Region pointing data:
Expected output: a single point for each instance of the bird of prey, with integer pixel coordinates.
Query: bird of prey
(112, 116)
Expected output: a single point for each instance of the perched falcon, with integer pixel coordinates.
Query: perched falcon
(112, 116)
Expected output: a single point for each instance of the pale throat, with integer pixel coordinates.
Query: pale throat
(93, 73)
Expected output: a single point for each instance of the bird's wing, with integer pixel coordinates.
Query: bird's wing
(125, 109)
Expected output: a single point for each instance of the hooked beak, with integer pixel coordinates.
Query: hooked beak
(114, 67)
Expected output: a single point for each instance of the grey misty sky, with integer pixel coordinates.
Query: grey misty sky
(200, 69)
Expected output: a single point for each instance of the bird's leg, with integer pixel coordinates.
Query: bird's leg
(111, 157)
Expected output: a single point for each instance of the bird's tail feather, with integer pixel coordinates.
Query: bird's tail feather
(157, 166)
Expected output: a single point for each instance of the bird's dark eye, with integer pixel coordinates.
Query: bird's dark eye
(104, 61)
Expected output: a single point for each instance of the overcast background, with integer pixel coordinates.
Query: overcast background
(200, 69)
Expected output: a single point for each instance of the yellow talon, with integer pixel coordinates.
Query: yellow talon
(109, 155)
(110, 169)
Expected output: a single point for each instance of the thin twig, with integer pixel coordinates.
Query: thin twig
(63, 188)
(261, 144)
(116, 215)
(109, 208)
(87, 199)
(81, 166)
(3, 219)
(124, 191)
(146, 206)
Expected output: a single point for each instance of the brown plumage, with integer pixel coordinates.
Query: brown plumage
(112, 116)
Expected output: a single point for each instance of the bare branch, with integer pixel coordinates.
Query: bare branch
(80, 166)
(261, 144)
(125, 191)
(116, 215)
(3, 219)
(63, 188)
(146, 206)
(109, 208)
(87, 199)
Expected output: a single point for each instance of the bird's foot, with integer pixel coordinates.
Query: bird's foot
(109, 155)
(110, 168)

Task to carry out =>
Using the records above, restate word for word the lines from the one with "leg, with integer pixel coordinates." through the one with "eye, with integer pixel coordinates.", both included.

Result for this task =>
Expected output: a single point for each instance of the bird's leg, with integer pixel coordinates.
Query: bird's leg
(111, 157)
Expected output: a single point for each instance of the bird's tail feather, with integer pixel coordinates.
Query: bird's tail feather
(157, 166)
Expected output: a single point for each instance of the bird's dark eye, with integer pixel coordinates.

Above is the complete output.